TASK -
Please give again, word for word, the line that contains "Query: baggage claim carousel" and every line after it to the end of the data, with no other lines.

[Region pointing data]
>>>>

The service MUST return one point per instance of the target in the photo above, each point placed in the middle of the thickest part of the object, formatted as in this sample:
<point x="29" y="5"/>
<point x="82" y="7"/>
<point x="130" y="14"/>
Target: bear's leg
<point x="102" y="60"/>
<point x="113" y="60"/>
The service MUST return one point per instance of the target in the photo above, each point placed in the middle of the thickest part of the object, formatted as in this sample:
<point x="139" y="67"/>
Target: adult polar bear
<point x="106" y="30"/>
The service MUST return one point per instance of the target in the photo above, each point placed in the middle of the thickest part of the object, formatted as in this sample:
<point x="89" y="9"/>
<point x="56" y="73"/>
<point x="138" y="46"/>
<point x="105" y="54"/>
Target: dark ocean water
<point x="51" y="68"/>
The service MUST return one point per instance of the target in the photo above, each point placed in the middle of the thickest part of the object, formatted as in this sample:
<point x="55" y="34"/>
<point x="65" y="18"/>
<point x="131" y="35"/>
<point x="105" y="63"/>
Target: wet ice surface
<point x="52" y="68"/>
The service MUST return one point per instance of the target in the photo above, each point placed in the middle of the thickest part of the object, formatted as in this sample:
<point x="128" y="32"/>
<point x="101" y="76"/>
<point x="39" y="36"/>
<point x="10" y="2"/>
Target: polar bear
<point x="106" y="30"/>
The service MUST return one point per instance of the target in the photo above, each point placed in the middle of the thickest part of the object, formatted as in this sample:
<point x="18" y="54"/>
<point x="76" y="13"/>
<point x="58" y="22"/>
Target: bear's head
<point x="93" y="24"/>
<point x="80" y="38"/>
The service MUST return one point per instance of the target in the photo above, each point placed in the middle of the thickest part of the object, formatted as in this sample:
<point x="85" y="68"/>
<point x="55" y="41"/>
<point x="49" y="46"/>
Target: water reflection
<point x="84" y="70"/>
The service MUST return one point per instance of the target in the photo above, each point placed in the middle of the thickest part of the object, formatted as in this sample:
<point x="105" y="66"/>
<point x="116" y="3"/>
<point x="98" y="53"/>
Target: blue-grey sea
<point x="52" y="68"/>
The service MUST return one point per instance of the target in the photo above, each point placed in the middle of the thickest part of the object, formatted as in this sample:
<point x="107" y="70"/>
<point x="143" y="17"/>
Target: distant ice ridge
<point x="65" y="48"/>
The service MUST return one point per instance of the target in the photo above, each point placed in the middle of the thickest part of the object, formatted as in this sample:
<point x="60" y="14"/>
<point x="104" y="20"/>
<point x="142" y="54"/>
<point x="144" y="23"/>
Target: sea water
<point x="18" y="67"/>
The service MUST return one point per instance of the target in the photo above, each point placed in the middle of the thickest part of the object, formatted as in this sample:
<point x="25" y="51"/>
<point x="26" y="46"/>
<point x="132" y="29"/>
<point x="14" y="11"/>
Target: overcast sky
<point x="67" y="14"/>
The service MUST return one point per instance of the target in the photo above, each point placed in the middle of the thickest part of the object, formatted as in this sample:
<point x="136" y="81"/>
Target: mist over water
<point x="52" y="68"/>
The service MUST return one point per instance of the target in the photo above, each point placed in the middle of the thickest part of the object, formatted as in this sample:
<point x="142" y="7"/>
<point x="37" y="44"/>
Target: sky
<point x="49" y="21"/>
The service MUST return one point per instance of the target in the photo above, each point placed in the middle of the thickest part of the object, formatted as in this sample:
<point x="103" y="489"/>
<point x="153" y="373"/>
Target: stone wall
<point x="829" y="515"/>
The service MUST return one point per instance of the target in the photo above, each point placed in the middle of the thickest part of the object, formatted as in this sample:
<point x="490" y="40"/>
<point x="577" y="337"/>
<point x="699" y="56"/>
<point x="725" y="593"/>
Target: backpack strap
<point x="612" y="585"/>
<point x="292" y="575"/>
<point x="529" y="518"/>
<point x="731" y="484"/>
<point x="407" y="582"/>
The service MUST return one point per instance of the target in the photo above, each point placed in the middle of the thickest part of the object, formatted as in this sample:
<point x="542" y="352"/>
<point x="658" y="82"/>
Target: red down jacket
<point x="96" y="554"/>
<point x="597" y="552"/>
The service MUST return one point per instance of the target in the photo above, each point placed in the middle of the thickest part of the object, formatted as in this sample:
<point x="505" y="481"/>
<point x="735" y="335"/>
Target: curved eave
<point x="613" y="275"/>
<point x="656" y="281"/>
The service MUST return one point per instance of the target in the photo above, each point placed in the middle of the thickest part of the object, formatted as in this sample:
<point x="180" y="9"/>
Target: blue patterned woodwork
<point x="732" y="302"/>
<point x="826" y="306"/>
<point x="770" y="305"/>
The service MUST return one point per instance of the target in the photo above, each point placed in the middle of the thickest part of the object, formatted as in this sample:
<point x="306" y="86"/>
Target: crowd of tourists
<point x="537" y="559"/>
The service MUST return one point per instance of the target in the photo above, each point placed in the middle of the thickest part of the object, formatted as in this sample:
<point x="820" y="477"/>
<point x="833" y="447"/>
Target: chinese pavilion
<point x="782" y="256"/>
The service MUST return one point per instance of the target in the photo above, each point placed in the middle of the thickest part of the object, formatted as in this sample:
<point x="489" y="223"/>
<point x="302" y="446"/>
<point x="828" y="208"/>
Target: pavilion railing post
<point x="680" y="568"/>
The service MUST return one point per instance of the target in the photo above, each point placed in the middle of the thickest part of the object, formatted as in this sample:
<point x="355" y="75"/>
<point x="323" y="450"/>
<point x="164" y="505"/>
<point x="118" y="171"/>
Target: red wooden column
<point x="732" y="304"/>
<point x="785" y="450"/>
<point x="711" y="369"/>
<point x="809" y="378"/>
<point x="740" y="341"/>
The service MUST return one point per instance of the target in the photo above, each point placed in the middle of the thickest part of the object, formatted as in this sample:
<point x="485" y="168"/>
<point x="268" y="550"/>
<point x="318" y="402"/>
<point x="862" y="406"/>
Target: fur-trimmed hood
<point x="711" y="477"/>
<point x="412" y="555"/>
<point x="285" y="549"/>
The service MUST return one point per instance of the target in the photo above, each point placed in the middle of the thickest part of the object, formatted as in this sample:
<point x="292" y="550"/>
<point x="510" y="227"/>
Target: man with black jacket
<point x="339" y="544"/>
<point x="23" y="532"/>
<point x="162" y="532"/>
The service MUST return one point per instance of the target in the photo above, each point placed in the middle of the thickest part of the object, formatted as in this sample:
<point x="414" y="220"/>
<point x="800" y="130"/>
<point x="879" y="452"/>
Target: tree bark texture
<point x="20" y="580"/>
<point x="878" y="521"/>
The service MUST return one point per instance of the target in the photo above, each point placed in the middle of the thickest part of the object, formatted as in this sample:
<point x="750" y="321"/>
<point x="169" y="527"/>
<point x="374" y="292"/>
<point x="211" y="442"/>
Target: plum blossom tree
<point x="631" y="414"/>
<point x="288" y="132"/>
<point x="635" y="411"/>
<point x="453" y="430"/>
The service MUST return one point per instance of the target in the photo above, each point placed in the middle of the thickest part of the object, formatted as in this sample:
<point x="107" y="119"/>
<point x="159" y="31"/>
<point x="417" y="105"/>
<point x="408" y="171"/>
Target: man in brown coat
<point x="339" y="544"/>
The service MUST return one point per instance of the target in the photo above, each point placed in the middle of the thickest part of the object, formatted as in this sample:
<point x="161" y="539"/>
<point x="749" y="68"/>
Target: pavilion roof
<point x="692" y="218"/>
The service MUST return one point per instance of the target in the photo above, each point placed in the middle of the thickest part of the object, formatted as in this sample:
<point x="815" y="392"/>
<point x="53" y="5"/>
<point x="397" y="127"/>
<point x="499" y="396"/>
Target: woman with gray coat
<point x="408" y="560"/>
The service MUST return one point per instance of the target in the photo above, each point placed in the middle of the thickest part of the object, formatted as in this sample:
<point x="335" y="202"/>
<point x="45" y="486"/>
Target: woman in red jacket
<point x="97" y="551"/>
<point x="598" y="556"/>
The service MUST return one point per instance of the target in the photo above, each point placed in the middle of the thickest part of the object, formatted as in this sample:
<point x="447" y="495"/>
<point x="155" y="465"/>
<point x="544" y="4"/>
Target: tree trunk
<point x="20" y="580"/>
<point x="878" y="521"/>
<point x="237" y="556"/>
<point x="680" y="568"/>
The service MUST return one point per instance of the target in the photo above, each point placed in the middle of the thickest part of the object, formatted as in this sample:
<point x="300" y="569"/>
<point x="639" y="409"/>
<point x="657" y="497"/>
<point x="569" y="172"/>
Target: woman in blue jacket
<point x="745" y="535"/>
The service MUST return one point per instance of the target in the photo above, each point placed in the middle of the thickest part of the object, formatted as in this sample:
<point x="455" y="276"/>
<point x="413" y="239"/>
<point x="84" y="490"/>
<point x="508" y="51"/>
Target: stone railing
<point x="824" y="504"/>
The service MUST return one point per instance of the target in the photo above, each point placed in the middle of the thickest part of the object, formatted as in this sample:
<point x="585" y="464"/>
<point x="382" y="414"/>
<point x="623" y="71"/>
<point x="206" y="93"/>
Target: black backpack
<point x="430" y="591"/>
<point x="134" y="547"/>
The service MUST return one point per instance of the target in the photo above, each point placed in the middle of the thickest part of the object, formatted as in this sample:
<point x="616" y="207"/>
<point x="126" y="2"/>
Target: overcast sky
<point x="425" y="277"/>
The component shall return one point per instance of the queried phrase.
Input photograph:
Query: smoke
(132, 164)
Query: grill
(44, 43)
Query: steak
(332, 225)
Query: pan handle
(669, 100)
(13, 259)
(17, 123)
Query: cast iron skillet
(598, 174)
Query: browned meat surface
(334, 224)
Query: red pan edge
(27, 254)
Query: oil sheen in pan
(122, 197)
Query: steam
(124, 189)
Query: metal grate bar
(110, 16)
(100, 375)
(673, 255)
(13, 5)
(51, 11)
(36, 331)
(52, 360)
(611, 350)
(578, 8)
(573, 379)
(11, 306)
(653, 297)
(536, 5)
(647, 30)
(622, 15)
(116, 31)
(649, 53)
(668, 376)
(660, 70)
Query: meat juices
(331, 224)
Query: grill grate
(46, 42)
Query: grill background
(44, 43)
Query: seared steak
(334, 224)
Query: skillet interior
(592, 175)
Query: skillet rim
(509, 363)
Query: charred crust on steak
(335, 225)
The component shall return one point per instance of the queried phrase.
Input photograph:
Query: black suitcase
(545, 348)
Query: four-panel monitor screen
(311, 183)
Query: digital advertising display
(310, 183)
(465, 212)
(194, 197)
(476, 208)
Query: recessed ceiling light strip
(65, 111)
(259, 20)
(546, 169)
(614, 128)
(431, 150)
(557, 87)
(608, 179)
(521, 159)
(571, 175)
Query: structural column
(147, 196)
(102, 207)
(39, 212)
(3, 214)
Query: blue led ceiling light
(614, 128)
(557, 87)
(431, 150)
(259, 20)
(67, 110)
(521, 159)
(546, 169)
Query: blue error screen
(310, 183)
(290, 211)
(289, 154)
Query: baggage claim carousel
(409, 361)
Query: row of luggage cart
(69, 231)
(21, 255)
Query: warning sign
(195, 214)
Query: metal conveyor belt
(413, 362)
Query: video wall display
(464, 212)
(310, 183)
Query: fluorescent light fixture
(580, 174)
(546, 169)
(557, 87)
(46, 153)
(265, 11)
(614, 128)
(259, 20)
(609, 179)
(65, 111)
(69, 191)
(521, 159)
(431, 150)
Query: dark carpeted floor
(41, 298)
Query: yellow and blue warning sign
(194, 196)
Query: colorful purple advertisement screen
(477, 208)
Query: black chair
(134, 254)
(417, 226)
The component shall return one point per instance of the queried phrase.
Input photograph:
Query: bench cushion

<<<<

ANSWER FOR THE TASK -
Query: baggage claim carousel
(409, 361)
Query: row of luggage cart
(69, 231)
(21, 255)
Query: warning sign
(195, 214)
Query: metal conveyor belt
(413, 362)
Query: video wall display
(464, 212)
(310, 183)
Query: fluorescent light fixture
(580, 174)
(546, 169)
(557, 87)
(46, 153)
(265, 11)
(614, 128)
(259, 20)
(609, 179)
(65, 111)
(69, 191)
(521, 159)
(431, 150)
Query: dark carpeted floor
(41, 298)
Query: yellow and blue warning sign
(194, 196)
Query: colorful purple advertisement screen
(477, 208)
Query: black chair
(134, 254)
(417, 226)
The component shall return one point per instance of the queried phrase.
Input photograph:
Query: bench cushion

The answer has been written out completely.